» **Given records**

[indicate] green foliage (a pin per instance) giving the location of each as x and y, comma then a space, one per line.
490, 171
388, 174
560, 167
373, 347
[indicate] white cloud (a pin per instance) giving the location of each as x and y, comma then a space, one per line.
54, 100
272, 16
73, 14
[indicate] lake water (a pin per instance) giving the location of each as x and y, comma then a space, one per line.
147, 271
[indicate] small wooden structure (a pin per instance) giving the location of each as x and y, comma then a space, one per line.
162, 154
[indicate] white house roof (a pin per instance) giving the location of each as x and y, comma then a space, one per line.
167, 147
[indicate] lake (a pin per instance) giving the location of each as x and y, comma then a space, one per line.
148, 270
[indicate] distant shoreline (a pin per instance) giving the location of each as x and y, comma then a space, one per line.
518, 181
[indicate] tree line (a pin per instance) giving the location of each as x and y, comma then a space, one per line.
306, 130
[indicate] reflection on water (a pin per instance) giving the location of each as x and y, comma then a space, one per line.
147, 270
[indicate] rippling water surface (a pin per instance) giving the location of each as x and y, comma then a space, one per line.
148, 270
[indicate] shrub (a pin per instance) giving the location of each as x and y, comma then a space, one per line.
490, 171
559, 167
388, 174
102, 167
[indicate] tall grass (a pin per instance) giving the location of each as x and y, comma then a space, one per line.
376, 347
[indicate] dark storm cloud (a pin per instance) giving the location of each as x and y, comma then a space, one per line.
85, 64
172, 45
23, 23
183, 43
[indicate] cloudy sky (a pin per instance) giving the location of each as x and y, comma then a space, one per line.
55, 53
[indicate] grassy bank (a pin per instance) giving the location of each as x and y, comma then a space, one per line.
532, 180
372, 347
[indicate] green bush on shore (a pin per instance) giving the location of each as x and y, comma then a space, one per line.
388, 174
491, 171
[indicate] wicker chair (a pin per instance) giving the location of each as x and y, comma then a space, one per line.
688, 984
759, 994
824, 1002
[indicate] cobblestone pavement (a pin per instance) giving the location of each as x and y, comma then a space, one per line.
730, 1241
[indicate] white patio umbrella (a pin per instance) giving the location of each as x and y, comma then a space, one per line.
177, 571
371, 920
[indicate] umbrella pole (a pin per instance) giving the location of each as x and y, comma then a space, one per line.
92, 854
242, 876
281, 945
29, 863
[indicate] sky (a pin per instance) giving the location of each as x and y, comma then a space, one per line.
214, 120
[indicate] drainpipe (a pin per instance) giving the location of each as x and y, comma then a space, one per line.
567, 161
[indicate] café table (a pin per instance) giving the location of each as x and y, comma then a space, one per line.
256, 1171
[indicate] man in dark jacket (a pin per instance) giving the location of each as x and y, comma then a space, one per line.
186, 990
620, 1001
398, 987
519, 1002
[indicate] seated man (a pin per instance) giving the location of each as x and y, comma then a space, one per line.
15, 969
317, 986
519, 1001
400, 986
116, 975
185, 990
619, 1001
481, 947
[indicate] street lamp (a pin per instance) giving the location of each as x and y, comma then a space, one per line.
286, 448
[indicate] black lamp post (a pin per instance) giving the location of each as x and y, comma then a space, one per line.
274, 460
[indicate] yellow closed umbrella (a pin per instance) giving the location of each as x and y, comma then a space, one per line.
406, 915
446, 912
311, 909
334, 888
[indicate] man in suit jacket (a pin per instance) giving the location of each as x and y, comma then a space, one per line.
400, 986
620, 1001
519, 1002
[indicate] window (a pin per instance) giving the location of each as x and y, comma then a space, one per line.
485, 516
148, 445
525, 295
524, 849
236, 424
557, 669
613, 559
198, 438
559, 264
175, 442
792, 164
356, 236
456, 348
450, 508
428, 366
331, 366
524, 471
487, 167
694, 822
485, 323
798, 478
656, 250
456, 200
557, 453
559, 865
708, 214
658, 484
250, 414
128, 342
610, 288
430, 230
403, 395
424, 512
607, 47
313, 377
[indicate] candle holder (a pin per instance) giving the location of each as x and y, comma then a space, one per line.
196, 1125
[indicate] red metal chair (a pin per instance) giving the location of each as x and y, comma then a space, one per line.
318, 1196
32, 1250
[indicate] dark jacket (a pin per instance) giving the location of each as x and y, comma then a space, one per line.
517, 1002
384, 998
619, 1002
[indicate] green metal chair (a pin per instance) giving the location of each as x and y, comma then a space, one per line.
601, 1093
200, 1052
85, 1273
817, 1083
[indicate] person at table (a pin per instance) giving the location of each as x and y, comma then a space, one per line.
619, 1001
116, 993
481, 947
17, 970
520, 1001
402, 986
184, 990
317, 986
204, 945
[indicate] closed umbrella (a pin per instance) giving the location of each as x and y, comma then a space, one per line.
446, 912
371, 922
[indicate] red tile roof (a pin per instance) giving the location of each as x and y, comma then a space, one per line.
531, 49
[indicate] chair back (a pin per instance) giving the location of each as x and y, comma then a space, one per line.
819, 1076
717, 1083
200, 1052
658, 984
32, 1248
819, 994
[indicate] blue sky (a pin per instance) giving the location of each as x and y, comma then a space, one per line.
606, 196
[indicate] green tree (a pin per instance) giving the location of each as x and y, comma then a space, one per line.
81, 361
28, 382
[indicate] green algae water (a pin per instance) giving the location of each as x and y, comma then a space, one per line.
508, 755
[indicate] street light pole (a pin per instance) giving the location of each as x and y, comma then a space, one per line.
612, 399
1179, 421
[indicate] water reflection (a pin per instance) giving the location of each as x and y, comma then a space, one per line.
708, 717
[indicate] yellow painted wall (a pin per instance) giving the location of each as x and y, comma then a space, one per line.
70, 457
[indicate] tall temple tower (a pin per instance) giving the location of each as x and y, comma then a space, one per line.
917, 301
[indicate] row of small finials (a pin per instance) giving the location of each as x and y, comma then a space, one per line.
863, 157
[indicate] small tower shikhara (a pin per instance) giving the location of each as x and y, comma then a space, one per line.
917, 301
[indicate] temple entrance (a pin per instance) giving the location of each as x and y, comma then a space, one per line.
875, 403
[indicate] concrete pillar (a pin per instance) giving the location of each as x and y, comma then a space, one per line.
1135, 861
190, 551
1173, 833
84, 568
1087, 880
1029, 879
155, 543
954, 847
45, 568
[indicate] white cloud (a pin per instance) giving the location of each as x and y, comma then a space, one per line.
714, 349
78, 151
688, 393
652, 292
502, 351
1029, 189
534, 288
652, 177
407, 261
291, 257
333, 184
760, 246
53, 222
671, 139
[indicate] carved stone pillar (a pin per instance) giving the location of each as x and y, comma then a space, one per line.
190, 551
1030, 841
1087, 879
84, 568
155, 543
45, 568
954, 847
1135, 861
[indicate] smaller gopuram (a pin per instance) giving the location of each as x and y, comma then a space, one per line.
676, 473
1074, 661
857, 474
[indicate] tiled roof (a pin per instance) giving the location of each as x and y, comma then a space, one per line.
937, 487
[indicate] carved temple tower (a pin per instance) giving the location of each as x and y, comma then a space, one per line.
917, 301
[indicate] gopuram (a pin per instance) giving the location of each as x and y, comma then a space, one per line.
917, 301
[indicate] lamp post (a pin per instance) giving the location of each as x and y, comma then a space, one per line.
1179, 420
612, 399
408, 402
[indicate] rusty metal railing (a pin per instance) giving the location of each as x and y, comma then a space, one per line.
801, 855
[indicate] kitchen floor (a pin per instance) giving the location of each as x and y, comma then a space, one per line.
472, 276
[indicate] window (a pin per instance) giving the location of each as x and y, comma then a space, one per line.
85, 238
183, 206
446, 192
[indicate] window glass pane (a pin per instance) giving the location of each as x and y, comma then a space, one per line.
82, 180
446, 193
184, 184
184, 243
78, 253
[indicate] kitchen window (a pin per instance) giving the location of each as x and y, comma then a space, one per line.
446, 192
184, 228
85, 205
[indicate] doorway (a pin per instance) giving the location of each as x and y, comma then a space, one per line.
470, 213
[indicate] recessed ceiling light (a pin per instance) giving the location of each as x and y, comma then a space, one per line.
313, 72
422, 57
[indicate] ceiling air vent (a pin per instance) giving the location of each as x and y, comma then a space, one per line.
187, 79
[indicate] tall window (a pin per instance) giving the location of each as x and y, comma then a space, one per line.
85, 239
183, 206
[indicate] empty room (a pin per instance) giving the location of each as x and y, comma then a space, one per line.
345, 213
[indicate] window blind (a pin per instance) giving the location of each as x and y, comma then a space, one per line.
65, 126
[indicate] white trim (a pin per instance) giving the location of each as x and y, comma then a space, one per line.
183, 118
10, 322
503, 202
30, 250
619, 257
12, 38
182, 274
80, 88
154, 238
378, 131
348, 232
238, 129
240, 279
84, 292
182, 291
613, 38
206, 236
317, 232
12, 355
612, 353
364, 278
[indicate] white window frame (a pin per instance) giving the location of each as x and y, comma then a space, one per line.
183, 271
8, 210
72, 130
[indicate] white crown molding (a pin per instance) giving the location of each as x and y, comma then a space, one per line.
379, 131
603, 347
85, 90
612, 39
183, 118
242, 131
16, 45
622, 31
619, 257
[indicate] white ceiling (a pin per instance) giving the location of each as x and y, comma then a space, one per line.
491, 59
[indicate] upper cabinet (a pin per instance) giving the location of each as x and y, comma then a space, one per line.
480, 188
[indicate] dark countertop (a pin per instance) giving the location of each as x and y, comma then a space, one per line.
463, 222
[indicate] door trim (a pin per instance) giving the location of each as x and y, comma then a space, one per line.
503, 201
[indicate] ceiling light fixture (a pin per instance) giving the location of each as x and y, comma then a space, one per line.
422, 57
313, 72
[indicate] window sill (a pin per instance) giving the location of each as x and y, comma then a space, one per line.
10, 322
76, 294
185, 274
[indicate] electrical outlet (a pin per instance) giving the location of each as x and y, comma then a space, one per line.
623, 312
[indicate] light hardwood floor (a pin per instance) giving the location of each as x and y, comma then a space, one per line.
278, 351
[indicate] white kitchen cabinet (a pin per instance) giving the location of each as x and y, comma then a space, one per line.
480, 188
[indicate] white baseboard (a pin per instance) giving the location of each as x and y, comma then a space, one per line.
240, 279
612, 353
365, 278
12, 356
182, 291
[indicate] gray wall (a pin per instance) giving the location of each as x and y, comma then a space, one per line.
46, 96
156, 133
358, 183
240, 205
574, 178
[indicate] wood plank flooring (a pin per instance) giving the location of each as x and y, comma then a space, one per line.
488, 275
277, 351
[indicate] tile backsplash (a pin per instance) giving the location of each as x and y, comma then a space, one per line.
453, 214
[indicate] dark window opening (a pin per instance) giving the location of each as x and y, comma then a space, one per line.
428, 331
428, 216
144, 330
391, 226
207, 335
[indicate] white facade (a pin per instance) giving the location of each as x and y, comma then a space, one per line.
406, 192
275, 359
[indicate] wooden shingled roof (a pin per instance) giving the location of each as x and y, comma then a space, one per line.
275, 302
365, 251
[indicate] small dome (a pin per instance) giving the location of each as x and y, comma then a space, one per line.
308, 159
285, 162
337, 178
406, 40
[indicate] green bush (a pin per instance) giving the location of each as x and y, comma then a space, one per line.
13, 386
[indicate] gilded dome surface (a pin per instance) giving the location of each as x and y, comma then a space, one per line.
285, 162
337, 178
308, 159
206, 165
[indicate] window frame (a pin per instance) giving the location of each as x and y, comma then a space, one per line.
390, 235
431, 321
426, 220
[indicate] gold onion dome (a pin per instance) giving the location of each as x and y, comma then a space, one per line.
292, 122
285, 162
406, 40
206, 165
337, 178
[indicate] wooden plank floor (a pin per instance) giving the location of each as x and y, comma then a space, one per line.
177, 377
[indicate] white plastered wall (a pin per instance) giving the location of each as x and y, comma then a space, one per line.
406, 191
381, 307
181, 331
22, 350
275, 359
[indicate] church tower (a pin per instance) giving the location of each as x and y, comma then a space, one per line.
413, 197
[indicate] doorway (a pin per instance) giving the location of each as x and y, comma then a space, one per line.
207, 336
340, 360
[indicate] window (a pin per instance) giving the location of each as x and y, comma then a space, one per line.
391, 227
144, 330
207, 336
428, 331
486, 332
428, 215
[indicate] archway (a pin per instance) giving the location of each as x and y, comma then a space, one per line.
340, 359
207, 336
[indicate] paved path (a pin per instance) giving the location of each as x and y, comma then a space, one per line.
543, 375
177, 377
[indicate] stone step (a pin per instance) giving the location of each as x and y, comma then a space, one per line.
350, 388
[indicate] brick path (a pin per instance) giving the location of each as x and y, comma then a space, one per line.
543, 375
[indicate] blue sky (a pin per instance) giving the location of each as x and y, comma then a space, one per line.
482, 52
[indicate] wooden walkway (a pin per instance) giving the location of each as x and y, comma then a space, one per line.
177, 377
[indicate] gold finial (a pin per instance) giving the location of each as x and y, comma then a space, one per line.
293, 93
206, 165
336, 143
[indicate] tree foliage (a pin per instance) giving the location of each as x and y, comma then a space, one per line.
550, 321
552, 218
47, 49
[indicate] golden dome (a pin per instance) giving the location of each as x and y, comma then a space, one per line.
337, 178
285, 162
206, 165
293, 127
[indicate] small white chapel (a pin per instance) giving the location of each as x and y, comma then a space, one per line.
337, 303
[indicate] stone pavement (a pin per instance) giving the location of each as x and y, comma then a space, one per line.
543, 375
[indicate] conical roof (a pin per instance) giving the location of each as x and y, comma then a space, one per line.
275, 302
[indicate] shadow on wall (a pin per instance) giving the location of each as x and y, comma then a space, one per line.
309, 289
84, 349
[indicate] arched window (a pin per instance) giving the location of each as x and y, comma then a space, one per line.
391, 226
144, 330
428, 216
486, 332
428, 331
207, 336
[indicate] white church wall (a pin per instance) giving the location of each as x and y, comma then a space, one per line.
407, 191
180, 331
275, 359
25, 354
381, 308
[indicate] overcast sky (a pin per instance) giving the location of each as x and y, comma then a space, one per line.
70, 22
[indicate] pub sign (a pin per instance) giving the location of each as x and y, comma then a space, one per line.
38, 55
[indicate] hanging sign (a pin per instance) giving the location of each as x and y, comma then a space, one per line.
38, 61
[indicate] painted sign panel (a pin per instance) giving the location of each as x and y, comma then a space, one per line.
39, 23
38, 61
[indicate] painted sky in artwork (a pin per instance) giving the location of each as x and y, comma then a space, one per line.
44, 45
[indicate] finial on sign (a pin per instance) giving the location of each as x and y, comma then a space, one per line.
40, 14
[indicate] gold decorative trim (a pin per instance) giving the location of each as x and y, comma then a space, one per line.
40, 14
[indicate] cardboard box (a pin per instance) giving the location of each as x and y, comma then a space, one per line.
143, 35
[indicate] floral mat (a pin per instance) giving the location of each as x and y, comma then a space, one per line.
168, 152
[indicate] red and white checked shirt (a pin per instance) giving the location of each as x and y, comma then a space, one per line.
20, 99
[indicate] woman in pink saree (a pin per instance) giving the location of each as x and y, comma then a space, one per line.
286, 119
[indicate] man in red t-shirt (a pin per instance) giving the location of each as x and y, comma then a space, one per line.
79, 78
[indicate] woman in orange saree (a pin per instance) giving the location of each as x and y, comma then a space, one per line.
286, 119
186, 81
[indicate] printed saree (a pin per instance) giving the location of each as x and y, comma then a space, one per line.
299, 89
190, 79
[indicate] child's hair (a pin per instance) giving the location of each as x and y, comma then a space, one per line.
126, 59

» **What needs to be done**
Can you give the rows again, starting at the line that has "[indicate] child's hair" and stopping at the end of the rows, with "child's hair" changed to "child's face" and nothing else altered?

» **Answer to this task**
[indicate] child's face (a pin per instance) giving the location of each as x and y, comma then a space, one per line.
126, 59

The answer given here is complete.